* **EXERCISE BRIEF**
Copy the items verbatim, starting at the line that contains "Annotation guideline: for each instance of the tree trunk" and continuing through the end of the items, with both ends included.

* **EXTRACTED INFORMATION**
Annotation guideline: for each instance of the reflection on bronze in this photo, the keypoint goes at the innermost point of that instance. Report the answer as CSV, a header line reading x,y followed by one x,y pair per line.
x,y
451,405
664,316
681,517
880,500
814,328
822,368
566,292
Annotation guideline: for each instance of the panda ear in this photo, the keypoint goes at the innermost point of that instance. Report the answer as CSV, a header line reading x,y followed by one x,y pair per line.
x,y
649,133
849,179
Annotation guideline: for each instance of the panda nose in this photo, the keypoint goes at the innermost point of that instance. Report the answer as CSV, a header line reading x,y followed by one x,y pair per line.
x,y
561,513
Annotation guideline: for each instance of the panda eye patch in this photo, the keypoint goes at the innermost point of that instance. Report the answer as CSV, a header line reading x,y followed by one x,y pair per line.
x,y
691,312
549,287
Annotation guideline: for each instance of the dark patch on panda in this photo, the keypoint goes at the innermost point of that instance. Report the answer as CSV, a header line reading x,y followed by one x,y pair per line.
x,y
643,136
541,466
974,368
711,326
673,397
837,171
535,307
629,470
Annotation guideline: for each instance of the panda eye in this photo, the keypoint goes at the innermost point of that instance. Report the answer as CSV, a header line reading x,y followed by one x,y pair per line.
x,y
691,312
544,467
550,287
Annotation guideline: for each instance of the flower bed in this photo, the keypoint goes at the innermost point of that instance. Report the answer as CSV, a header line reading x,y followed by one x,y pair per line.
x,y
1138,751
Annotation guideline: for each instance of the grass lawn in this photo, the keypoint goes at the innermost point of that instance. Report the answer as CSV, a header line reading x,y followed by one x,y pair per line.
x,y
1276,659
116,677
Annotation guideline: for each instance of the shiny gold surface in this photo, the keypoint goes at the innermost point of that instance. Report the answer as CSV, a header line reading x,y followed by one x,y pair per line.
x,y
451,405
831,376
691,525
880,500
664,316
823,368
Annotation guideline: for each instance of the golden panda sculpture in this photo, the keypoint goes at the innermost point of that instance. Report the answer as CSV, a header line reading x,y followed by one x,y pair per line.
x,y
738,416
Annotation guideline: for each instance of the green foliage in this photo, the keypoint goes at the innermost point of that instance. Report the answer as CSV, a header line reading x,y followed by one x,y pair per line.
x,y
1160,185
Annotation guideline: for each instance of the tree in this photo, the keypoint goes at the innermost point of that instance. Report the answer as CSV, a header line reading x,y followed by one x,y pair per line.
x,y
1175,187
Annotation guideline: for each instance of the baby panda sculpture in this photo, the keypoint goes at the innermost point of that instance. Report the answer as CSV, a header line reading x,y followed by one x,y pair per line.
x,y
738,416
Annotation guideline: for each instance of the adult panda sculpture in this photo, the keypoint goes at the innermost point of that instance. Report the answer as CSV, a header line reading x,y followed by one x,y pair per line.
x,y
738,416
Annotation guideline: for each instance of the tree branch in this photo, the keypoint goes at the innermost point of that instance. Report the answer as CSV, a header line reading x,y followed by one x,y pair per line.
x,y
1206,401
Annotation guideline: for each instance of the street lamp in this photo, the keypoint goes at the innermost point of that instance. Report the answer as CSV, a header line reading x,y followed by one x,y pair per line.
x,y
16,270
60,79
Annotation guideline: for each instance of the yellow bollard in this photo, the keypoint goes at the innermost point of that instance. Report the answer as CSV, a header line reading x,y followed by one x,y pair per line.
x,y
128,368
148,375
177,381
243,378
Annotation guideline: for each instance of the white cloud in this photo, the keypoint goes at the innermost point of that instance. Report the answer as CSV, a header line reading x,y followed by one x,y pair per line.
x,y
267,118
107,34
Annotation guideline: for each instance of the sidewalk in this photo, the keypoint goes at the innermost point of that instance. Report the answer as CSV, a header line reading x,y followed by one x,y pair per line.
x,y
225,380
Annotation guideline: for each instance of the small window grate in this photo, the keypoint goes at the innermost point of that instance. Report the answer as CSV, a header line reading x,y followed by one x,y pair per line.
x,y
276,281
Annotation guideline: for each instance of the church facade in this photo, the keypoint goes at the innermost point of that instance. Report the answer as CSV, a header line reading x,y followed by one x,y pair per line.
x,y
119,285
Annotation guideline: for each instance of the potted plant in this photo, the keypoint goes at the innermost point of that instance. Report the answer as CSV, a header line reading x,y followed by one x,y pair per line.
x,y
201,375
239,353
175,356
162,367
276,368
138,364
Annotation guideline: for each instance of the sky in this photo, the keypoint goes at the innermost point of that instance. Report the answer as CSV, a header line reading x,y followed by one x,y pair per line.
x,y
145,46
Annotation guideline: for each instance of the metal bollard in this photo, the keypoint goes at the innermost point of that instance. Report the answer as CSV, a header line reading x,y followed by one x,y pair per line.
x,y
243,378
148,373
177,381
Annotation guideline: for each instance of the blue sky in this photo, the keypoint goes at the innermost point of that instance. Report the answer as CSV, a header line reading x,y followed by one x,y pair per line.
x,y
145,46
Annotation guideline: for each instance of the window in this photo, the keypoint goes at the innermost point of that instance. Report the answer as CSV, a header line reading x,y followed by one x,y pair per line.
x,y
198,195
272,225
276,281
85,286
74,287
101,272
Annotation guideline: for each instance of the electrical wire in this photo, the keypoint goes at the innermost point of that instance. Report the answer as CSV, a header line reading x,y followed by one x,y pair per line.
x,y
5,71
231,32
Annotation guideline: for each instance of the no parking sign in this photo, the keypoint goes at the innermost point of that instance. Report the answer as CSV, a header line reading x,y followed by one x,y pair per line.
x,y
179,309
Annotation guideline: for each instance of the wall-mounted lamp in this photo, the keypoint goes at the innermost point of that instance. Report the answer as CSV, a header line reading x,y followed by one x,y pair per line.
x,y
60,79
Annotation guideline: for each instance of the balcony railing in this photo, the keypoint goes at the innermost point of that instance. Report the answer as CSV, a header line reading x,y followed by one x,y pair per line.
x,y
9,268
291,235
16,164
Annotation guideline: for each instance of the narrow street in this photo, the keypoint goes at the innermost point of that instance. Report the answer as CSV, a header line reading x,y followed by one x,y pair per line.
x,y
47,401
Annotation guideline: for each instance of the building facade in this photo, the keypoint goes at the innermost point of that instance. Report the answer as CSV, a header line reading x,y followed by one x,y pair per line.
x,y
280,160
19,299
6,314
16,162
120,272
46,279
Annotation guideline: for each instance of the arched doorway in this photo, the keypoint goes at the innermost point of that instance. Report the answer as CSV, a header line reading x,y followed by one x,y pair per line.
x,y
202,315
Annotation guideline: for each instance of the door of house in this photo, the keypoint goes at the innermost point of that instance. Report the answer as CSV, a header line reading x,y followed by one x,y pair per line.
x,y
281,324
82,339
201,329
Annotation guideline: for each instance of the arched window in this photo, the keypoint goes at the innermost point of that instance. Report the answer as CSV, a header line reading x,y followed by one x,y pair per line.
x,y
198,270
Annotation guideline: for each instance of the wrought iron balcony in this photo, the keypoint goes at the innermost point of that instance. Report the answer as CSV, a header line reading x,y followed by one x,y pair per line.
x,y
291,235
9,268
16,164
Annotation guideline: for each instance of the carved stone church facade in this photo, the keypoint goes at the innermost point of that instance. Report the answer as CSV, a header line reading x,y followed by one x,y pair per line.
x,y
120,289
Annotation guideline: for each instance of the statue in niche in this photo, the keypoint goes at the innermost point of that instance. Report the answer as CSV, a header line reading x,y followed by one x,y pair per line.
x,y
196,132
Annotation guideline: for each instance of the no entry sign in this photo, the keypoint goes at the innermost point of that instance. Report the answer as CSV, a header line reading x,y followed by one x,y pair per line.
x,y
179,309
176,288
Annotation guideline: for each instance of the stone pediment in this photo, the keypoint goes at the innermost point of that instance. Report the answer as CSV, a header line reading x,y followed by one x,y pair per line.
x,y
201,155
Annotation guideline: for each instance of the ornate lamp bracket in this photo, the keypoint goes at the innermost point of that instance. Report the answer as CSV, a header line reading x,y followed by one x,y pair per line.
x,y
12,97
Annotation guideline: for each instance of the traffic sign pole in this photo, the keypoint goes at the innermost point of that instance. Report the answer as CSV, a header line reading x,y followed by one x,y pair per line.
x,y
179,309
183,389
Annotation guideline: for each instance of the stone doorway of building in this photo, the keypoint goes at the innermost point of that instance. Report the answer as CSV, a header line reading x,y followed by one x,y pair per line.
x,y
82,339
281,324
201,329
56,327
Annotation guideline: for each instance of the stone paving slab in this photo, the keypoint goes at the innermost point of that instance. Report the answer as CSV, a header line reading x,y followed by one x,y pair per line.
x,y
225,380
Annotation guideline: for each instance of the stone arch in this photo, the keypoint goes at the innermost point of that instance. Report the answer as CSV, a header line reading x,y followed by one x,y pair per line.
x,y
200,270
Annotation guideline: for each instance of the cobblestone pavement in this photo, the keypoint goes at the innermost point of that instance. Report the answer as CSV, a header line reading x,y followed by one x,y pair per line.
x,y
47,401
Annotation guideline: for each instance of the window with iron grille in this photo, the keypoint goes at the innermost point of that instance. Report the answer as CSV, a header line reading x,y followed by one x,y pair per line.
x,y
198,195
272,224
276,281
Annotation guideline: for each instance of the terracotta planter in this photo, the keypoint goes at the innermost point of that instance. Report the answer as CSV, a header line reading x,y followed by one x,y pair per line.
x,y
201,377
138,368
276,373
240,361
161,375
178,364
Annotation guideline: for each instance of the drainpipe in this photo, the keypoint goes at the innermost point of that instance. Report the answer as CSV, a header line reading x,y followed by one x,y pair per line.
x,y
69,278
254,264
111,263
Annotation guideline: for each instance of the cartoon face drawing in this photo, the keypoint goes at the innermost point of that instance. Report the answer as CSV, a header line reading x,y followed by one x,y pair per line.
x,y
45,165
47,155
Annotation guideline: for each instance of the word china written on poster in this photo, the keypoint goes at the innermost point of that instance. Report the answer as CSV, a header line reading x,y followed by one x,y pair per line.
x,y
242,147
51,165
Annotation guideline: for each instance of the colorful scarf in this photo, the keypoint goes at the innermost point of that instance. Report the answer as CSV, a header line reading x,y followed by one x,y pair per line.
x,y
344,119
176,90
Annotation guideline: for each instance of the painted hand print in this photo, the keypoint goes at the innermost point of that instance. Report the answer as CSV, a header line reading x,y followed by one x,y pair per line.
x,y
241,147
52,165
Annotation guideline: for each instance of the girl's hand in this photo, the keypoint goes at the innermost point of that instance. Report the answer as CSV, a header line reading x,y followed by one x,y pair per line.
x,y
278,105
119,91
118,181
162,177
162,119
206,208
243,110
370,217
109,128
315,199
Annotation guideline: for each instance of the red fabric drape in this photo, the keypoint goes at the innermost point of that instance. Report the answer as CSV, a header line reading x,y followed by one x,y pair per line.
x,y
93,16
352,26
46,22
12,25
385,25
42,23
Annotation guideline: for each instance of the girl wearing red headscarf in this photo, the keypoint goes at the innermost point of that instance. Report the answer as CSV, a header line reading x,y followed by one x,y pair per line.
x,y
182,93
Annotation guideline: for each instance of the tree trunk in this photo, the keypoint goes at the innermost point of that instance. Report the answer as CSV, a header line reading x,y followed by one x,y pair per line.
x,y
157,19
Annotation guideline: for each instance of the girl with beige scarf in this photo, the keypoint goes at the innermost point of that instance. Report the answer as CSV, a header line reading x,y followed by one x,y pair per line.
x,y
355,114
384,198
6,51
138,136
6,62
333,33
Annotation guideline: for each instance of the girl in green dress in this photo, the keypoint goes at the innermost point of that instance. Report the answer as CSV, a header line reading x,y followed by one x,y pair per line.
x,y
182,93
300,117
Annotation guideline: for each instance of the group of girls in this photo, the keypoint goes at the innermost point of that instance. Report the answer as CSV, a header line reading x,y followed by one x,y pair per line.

* **TASK RESULT**
Annotation guideline: for each instance of the tree trunk in this photo, the keypoint goes at the innermost point of that instance. Report the answer as CSV, a header line reading x,y followed by one x,y pair per line.
x,y
157,19
Annotation guideline: for each instance of the girl with beige scarf in this photo, the keypoint goes at the innermost point of that instance. Report the answer as CSV, a header line reading x,y followed by one x,y pair per line.
x,y
355,114
384,198
6,51
138,136
6,62
333,33
Annotation guideline: for each instance of the girl in green dress in this photo, the keypoint goes at the innermost point of that instance. Report the answer as CSV, a header line reading x,y followed by one x,y pair per line.
x,y
182,93
300,117
Annotation guideline: for each instance of the group of girls in this photo, the keypoint goes at the innermost point of that instance. Report the answer as CSV, a header line reading x,y followed by one x,y pair per line.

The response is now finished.